You’re going to see more of these types of platforms coming online as smart entrepreneurs, producers and, eventually, the mainline ‘creativity oligarchy,’ begin to understand where their audiences are getting entertainment.

As I started watching Wallflowers, I began to think about the title of the show. And, of course, I did what any self-respecting researcher would do: I turned to that specialist bastion of lexicography, urbandictionary.com. (Don’t judge.) UD defined wallflower this way, in part: “…some of the most interesting people if one actually talks to them.”

And that’s a pretty good jumping off point for this series; the central conceit of which is following a fairly tight-knit yet wildly diverse group of people who, for whatever reason, can’t get dates. They are all members of the support group, “Navigating the Relationship Waters in the New Millennium,” sort of an AA for the hopelessly single.

+ + +

Short exercise 1:
Quote the section of the Wallflowers passage that begins with the words containing "And that’s a" and ends with "the hopelessly single.", copying it word for word.
Short exercise 2:
Extend the Wallflowers piece, picking up right after its final sentence and carrying on in the same voice.

Information shown:
+ + +

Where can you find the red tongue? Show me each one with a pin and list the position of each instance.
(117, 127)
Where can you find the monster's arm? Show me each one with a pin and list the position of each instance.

+ + +

Reply 1:
And that’s a pretty good jumping off point for this series; the central conceit of which is following a fairly tight-knit yet wildly diverse group of people who, for whatever reason, can’t get dates. They are all members of the support group, “Navigating the Relationship Waters in the New Millennium,” sort of an AA for the hopelessly single.

Reply 2:
It’s a thesis that could get really old really quickly, but creator Turner is a smart writer, who uses the group meetings sparingly and effectively to advance the narrative. Janice, the group leader, sets the tone and Christianne Tisdale plays her with deadpan hilarity. Janice is doggedly earnest, even when her group members think she may have gone ‘round the bend.

Patch Darragh (Mercy, Boardwalk Empire) is the third actor to take on the central role of Bryce in the short history of the show and I believe he really nails the character in a way that neither of his predecessors (both quite good, by the way) did. Darragh has a marvelous world-weary, overly cynical, screw-you-guys, every cloud has a black lining kind of — what? — ennui, maybe — that just drips beautifully from every line he delivers.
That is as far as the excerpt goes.